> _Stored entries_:
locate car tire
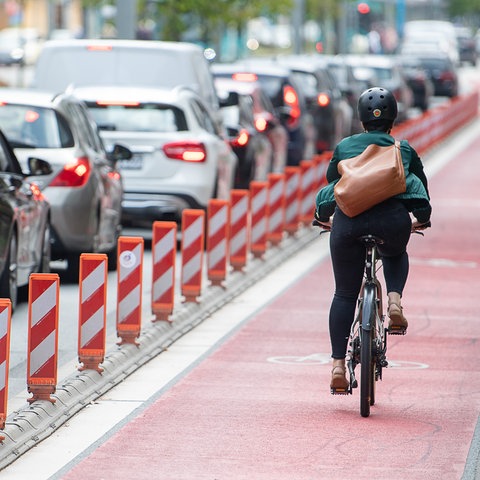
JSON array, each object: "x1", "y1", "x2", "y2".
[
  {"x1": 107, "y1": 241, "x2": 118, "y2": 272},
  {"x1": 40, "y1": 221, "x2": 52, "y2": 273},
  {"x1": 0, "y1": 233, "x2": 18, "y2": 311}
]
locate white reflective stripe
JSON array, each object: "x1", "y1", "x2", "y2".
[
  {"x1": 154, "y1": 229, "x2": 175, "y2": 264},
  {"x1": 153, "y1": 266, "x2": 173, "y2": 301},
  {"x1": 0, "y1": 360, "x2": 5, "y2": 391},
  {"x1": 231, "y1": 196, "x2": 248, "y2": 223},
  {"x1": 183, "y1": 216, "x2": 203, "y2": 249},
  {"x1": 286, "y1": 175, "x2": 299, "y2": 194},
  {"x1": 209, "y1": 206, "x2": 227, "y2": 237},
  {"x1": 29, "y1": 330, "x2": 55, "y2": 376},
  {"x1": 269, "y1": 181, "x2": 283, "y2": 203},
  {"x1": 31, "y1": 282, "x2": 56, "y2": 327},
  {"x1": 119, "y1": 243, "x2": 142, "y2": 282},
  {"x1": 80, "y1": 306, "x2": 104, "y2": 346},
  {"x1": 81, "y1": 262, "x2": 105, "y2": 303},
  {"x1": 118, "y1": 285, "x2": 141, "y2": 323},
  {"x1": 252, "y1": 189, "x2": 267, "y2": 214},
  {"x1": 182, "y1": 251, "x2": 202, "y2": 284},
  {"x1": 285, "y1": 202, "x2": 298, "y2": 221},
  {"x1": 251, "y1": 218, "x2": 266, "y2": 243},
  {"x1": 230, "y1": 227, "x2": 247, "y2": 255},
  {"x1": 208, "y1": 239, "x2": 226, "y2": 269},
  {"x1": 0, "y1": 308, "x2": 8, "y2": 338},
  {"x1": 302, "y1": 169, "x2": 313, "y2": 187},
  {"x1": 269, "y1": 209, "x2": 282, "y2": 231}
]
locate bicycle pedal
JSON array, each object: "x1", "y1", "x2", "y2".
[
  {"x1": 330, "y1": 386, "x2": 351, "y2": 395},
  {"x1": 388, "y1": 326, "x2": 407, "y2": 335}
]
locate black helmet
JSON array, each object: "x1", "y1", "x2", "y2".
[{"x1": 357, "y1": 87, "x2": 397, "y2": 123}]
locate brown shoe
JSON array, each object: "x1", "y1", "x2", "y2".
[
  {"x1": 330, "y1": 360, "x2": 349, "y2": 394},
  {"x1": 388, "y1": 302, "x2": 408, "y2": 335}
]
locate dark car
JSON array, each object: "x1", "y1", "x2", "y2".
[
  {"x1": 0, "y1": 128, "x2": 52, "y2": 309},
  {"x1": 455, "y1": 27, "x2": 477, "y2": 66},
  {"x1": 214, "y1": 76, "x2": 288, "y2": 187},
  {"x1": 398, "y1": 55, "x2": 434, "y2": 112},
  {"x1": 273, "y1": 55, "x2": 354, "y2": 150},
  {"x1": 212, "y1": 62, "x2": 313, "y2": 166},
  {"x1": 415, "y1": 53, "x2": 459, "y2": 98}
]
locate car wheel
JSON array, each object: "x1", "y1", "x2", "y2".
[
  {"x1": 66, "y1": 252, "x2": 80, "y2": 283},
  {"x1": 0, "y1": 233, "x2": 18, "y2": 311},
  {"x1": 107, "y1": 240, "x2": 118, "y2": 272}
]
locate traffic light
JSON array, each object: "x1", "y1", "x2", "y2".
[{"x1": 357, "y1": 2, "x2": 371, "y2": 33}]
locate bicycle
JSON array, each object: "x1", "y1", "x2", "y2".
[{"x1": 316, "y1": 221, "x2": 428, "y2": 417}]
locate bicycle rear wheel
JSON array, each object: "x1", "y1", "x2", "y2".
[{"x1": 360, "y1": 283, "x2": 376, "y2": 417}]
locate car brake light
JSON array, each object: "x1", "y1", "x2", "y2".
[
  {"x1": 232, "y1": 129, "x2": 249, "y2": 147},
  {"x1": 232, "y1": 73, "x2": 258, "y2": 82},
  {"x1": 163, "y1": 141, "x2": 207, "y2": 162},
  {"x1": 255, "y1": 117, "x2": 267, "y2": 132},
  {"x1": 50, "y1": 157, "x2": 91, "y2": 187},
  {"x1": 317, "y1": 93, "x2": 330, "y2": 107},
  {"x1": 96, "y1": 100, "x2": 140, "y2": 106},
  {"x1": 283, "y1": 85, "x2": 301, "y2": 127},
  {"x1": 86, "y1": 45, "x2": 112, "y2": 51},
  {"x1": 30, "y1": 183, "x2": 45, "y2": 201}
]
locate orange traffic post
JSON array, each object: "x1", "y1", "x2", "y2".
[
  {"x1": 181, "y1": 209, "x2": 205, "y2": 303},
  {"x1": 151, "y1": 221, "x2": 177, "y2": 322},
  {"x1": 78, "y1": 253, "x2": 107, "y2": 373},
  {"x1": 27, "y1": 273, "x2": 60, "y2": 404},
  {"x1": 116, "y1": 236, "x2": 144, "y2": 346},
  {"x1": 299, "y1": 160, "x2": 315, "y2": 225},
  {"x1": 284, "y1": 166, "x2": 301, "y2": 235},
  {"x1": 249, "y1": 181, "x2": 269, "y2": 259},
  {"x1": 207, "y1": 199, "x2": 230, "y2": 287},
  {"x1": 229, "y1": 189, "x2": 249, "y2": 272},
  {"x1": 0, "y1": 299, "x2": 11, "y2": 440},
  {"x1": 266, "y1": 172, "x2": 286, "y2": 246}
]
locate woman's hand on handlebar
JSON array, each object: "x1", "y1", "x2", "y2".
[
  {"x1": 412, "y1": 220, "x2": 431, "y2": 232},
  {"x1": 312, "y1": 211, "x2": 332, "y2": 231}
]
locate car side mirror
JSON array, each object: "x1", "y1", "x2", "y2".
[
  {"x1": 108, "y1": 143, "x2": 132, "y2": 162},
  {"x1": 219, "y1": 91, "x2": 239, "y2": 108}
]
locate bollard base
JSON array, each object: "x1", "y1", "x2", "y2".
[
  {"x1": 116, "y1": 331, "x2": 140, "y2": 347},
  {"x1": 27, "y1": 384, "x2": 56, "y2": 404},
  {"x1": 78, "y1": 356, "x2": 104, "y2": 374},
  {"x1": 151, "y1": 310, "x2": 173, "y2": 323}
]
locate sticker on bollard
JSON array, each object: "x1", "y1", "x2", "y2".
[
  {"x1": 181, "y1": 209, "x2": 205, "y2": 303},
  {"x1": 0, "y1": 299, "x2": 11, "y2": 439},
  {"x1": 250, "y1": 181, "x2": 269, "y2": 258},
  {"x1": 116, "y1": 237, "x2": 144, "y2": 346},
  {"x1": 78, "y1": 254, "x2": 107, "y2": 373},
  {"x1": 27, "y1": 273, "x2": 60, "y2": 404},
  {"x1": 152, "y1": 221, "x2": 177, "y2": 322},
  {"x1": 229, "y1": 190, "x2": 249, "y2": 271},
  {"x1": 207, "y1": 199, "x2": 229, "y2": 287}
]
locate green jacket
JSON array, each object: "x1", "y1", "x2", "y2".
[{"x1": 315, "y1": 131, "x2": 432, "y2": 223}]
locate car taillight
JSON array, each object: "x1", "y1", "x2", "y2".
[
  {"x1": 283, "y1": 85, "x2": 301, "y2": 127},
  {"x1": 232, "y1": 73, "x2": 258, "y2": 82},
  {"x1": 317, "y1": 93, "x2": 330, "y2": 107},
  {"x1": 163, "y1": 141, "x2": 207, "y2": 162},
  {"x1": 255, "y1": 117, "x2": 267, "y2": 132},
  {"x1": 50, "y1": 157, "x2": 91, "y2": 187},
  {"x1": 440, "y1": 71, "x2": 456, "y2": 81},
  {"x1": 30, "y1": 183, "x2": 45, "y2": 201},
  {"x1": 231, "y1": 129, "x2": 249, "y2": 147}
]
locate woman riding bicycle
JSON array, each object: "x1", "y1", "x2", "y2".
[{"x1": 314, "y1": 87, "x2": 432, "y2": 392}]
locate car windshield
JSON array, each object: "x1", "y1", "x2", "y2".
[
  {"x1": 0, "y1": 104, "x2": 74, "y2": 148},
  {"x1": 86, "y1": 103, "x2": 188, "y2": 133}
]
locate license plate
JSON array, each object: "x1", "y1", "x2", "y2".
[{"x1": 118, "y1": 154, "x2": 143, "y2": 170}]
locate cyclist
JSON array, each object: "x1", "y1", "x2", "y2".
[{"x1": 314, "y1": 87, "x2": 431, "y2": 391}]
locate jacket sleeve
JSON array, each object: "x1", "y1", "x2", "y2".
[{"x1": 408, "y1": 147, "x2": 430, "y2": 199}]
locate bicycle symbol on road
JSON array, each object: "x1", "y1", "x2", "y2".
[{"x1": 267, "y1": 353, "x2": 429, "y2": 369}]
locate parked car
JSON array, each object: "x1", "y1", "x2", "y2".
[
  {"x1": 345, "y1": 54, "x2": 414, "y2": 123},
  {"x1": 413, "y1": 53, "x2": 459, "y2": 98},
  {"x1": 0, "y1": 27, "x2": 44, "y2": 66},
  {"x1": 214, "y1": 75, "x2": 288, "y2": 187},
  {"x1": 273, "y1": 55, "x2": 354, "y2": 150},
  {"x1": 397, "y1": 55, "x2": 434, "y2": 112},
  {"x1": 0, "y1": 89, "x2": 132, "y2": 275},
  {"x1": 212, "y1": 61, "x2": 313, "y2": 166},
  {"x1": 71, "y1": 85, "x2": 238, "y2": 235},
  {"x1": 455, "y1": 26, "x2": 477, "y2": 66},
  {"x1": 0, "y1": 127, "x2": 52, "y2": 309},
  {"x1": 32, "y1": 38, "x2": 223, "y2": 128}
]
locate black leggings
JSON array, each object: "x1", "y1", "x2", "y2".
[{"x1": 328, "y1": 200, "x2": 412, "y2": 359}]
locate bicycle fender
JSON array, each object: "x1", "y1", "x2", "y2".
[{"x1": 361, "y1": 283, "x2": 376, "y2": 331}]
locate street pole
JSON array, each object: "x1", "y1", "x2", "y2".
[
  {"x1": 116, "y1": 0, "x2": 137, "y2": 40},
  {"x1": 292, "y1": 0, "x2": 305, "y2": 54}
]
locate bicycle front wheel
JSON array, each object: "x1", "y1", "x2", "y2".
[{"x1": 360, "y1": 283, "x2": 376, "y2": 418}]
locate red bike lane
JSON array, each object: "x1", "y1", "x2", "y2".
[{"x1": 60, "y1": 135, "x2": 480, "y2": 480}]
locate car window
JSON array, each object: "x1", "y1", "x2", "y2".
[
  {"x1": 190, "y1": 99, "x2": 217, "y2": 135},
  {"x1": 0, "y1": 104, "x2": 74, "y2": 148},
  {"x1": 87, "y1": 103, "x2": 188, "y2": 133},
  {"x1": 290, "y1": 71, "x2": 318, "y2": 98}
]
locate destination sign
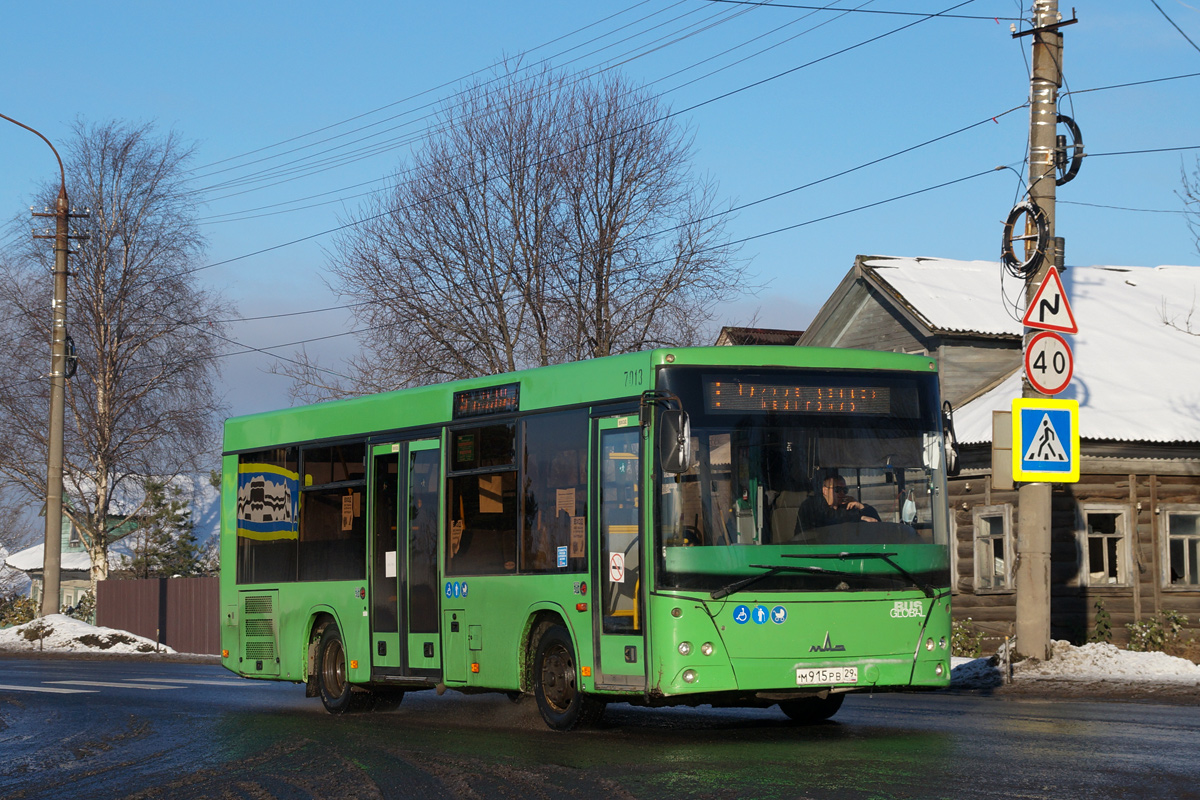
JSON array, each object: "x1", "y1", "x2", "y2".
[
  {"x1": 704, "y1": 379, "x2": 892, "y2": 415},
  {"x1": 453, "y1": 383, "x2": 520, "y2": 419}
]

> _Work request_: Using the entries above, return exactly the lines from the line with "locate car brake light" to the line with "locate orange traffic post", counting both of those lines.

> _Task response_:
locate car brake light
JSON array, each object: "x1", "y1", "x2", "y2".
[
  {"x1": 232, "y1": 129, "x2": 249, "y2": 147},
  {"x1": 232, "y1": 73, "x2": 258, "y2": 82},
  {"x1": 163, "y1": 141, "x2": 207, "y2": 162},
  {"x1": 255, "y1": 117, "x2": 267, "y2": 132},
  {"x1": 50, "y1": 157, "x2": 91, "y2": 187},
  {"x1": 317, "y1": 93, "x2": 330, "y2": 107},
  {"x1": 96, "y1": 100, "x2": 140, "y2": 106},
  {"x1": 283, "y1": 85, "x2": 301, "y2": 127},
  {"x1": 86, "y1": 45, "x2": 112, "y2": 51},
  {"x1": 30, "y1": 183, "x2": 45, "y2": 201}
]
locate orange traffic post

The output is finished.